Saved entries:
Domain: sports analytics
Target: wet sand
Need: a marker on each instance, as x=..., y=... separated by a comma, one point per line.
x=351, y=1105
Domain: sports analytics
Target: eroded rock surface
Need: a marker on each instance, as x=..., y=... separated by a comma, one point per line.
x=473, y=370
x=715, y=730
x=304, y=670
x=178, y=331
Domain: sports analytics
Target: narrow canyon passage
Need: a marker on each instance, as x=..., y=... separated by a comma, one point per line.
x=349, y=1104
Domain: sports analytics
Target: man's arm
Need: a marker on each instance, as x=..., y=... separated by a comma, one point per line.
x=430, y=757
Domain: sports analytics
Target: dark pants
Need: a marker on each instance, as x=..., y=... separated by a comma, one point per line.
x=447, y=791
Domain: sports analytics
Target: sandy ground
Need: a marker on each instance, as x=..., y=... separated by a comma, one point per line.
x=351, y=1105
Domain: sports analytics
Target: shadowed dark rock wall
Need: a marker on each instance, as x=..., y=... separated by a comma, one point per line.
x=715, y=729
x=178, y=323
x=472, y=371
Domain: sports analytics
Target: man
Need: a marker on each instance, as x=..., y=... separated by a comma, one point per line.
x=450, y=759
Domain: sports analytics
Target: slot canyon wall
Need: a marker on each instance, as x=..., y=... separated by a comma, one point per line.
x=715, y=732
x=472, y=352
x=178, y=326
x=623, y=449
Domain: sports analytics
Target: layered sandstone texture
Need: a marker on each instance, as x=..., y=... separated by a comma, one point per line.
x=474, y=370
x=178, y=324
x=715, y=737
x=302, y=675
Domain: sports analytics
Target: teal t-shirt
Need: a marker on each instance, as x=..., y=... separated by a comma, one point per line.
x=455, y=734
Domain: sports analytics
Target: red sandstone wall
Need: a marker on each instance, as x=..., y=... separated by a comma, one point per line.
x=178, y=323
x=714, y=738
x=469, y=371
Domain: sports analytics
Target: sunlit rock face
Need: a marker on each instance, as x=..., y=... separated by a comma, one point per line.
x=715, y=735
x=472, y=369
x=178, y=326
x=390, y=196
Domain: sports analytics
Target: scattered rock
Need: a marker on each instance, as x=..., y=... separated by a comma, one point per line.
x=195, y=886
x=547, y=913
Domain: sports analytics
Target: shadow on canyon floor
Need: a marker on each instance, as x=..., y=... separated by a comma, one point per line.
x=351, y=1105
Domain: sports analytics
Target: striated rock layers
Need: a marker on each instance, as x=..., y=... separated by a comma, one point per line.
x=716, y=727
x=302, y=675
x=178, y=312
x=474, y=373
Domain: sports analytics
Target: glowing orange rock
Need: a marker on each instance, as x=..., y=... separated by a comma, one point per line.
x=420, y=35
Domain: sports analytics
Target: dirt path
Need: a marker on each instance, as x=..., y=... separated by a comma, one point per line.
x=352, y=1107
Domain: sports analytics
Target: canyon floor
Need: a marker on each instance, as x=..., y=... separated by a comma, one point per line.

* The task *
Your answer should consist of every record, restated exactly.

* Exercise solution *
Domain: sports analytics
Target: wet sand
Need: a marker on each instance, as x=..., y=... separated by a comma, one point per line.
x=351, y=1105
Domain: sports analytics
Target: eroded rock surface
Need: a marker on each instance, as x=..., y=... separated by a comma, one point per line.
x=473, y=370
x=715, y=730
x=304, y=670
x=178, y=331
Domain: sports analytics
Target: narrow canyon passage
Need: a marker on each instance, as x=..., y=... separated by a comma, one point per line.
x=349, y=1104
Domain: sports analytics
Target: man's arm
Need: a marker on each instance, as x=..., y=... separated by a comma, one point per line.
x=430, y=757
Domain: sports analytics
Target: dark pants
Need: a marker on each instance, as x=..., y=... separated by a comma, one point per line.
x=447, y=791
Domain: sports analytics
Target: sandy ground
Need: a marker on each instance, as x=..., y=... separated by a comma, one point per line.
x=351, y=1105
Domain: sports analytics
Target: shadowed dark rock wall
Need: a marker on each instance, as x=..., y=... separated by a comma, one point per line.
x=715, y=729
x=178, y=323
x=472, y=371
Domain: sports analytics
Target: man
Need: a marker on each instance, as x=..., y=... separated by a comma, one point per line.
x=450, y=759
Domain: sports analytics
Target: slot canyon wall
Need: a marker on each instance, as x=..., y=... separated by a comma, one point per line.
x=715, y=732
x=472, y=352
x=178, y=326
x=623, y=449
Domain: sports analytics
Target: layered sandstone texture
Need: a marker on each instance, as x=..., y=... separated by a comma, one point per line.
x=474, y=370
x=178, y=324
x=715, y=737
x=302, y=675
Domain: sports analytics
Target: teal t-shirt
Need: a marker on each instance, as x=..., y=... separated by a comma, one point per line.
x=455, y=734
Domain: sports analytics
Target: red sandstone wall
Need: a marker on each instance, as x=..., y=... separated by a comma, one point per line.
x=178, y=323
x=714, y=738
x=469, y=371
Domain: sports analytics
Target: sunlit rock face
Need: a marker on each instance, as x=..., y=... separated by a comma, one point per line.
x=715, y=735
x=472, y=369
x=178, y=326
x=390, y=196
Domain: sports analytics
Target: scattered rock
Need: a marker on each instance, as x=..., y=... separated by a comma, one point per line.
x=195, y=886
x=547, y=913
Domain: sports analytics
Target: shadow on canyon floor
Need: a marker on each instance, as x=..., y=... separated by a comma, one point per line.
x=351, y=1105
Domain: sports analytics
Target: striated rock layers
Need: a marker on each instance, as x=..., y=... separated by a comma, one point per line.
x=716, y=727
x=302, y=675
x=178, y=312
x=474, y=373
Domain: sports analytics
Target: glowing orange rock
Need: a marker on each instance, as x=..., y=... separated by a comma, one point per line.
x=420, y=35
Domain: sports analytics
Target: dirt path
Need: a marker on each instance, as x=..., y=... separated by a comma, one point per line.
x=352, y=1107
Domain: sports analytics
Target: canyon floor
Need: a marker on each instance, as x=..., y=... separated by a comma, one point per line.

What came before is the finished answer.